▸ DATASET RECORDS:
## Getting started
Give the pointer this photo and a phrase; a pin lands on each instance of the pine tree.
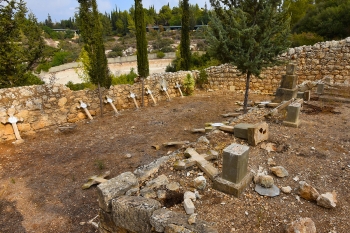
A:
(141, 45)
(250, 34)
(185, 53)
(91, 32)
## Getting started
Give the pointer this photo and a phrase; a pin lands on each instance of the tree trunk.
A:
(100, 97)
(245, 104)
(143, 90)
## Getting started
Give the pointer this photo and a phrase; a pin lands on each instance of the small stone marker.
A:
(258, 133)
(13, 120)
(96, 180)
(133, 96)
(164, 87)
(84, 106)
(178, 86)
(110, 101)
(149, 92)
(235, 176)
(293, 112)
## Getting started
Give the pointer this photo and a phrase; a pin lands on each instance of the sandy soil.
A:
(41, 179)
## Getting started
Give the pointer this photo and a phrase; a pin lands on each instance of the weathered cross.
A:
(96, 180)
(164, 88)
(201, 161)
(13, 120)
(110, 101)
(133, 96)
(178, 86)
(149, 92)
(84, 106)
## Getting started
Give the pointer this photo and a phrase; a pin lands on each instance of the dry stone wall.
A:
(329, 59)
(44, 106)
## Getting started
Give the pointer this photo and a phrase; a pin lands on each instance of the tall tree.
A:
(185, 53)
(141, 45)
(249, 34)
(21, 45)
(91, 32)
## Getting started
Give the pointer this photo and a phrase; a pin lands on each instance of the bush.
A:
(160, 54)
(305, 38)
(188, 85)
(124, 78)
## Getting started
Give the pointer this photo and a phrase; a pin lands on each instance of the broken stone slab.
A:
(134, 213)
(228, 187)
(241, 130)
(258, 133)
(301, 225)
(231, 114)
(308, 192)
(327, 200)
(96, 179)
(143, 172)
(227, 128)
(279, 171)
(164, 220)
(176, 143)
(269, 192)
(115, 187)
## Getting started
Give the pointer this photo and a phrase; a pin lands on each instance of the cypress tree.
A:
(250, 34)
(141, 45)
(185, 53)
(91, 31)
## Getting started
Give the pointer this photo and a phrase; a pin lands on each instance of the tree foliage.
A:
(185, 52)
(21, 45)
(249, 34)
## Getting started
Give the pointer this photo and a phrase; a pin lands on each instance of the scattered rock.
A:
(279, 171)
(173, 186)
(286, 190)
(192, 219)
(308, 192)
(327, 200)
(302, 225)
(270, 192)
(200, 183)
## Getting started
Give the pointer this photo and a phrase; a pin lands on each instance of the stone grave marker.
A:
(84, 106)
(178, 86)
(110, 101)
(149, 92)
(235, 175)
(133, 96)
(13, 120)
(164, 87)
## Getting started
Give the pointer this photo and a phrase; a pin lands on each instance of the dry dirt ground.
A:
(41, 179)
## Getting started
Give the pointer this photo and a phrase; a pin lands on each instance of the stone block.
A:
(289, 81)
(291, 68)
(164, 220)
(235, 162)
(292, 119)
(241, 130)
(320, 88)
(134, 213)
(228, 187)
(115, 187)
(258, 133)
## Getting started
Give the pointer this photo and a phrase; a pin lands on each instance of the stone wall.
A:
(44, 106)
(329, 59)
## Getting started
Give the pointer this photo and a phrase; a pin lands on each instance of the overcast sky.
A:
(63, 9)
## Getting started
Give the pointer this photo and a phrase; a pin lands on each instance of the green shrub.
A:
(160, 54)
(305, 38)
(188, 85)
(124, 78)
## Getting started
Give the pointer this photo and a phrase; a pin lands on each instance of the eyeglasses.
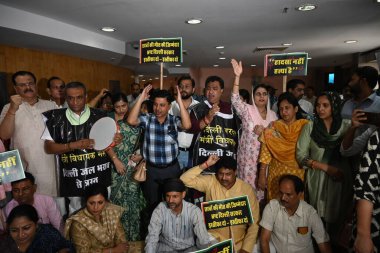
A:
(23, 85)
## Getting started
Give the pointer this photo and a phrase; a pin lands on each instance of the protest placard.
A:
(292, 64)
(11, 168)
(226, 246)
(166, 50)
(227, 212)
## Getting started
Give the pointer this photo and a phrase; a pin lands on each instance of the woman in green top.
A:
(328, 179)
(125, 191)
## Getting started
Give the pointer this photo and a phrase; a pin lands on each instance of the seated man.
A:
(175, 223)
(224, 185)
(289, 222)
(24, 192)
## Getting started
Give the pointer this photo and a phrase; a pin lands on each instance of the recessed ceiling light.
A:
(108, 29)
(306, 7)
(194, 21)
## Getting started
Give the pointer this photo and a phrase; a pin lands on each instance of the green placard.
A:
(227, 212)
(226, 246)
(11, 168)
(166, 50)
(292, 64)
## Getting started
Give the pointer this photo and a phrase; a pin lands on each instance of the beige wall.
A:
(95, 75)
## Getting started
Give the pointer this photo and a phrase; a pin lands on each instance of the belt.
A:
(163, 166)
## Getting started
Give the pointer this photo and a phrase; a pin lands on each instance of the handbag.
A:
(140, 172)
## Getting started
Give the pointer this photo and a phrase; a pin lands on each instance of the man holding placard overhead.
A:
(225, 185)
(160, 145)
(67, 135)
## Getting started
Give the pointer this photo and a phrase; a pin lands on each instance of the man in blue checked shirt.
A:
(160, 145)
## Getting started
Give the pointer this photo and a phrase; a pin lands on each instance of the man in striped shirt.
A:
(176, 223)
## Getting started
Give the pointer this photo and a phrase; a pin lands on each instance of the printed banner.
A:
(292, 64)
(227, 212)
(219, 138)
(161, 50)
(82, 168)
(11, 168)
(226, 246)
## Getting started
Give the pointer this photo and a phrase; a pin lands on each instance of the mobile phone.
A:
(373, 118)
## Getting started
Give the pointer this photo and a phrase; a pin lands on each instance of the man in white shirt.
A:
(186, 86)
(176, 225)
(289, 222)
(21, 121)
(297, 88)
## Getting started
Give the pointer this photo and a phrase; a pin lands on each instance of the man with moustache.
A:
(160, 144)
(224, 185)
(289, 222)
(186, 86)
(21, 121)
(176, 225)
(56, 90)
(67, 136)
(214, 123)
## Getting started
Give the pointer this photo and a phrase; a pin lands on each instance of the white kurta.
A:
(29, 126)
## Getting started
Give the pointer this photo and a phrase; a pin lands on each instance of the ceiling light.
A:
(306, 7)
(108, 29)
(194, 21)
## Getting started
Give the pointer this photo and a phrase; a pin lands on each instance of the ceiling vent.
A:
(270, 49)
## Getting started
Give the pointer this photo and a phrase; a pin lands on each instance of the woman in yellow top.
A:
(278, 149)
(97, 227)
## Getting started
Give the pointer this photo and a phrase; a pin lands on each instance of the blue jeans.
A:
(184, 160)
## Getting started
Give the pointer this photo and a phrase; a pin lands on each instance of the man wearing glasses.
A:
(56, 90)
(21, 121)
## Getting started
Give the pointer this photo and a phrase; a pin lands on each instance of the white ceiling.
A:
(73, 27)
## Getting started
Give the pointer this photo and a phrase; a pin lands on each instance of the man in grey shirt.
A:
(176, 223)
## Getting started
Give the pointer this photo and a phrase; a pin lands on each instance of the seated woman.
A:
(97, 227)
(25, 235)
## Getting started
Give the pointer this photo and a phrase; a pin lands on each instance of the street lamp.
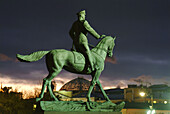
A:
(151, 111)
(142, 94)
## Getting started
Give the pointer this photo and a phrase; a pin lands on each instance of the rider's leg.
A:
(88, 54)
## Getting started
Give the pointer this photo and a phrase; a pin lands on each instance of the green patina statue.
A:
(78, 33)
(81, 61)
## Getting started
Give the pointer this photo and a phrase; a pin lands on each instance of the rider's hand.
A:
(72, 49)
(102, 36)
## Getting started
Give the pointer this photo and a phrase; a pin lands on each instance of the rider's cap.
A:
(82, 12)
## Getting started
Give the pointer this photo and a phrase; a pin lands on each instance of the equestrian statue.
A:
(80, 60)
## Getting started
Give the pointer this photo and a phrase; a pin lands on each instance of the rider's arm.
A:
(91, 30)
(71, 33)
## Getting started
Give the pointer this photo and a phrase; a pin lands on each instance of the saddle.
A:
(78, 58)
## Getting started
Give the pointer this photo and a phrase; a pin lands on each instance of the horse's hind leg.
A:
(47, 82)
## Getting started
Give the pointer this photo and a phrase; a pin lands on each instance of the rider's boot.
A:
(90, 61)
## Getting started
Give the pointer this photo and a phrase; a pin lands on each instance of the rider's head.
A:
(81, 15)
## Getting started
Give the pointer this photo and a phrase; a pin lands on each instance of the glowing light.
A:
(151, 112)
(165, 102)
(142, 94)
(154, 101)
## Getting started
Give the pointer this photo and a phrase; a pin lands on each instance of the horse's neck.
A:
(101, 52)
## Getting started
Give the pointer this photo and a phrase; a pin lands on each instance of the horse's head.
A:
(111, 45)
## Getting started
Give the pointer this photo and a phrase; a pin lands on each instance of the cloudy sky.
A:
(142, 47)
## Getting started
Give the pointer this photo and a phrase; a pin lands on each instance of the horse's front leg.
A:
(103, 92)
(95, 77)
(45, 82)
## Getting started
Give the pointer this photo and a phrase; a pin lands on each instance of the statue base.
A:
(76, 107)
(87, 112)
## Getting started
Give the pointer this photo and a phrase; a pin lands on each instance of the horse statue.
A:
(74, 62)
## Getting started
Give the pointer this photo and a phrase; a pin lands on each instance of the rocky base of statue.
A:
(78, 106)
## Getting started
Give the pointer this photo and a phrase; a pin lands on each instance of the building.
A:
(139, 99)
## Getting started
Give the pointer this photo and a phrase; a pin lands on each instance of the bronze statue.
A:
(80, 61)
(78, 33)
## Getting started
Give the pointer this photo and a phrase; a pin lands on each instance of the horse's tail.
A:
(35, 56)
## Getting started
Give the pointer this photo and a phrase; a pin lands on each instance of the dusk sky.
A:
(142, 46)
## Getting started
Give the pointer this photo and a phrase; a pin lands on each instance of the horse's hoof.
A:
(38, 99)
(56, 99)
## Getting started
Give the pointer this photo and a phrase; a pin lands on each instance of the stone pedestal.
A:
(79, 107)
(87, 112)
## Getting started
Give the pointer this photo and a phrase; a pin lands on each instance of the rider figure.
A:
(78, 33)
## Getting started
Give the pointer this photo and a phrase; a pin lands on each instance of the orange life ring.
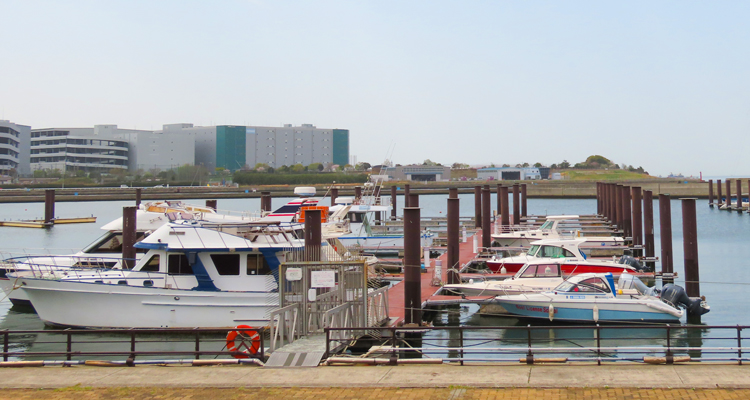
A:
(242, 349)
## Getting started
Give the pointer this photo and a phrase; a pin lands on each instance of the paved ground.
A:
(457, 393)
(661, 382)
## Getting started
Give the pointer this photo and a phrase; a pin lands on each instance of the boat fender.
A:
(248, 343)
(596, 313)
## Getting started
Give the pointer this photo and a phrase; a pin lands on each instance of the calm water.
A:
(723, 254)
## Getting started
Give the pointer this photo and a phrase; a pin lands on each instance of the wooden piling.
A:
(648, 226)
(637, 231)
(313, 234)
(516, 204)
(505, 212)
(477, 207)
(49, 205)
(665, 230)
(453, 237)
(128, 237)
(690, 246)
(486, 213)
(728, 203)
(627, 212)
(335, 195)
(412, 271)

▸ WORK REQUIRED: Where in the records does the string "wall" appear? Copy every line that has it.

▸ EXERCISE ANSWER:
Give the pointer this photo and a phrase; a pin lands on each instance of the dry stone wall.
Give the pointer this photo and a phrase; a pin lands on each instance of the stone wall.
Give the pointer this photo and a phrase; a pin lands on each instance of the beige wall.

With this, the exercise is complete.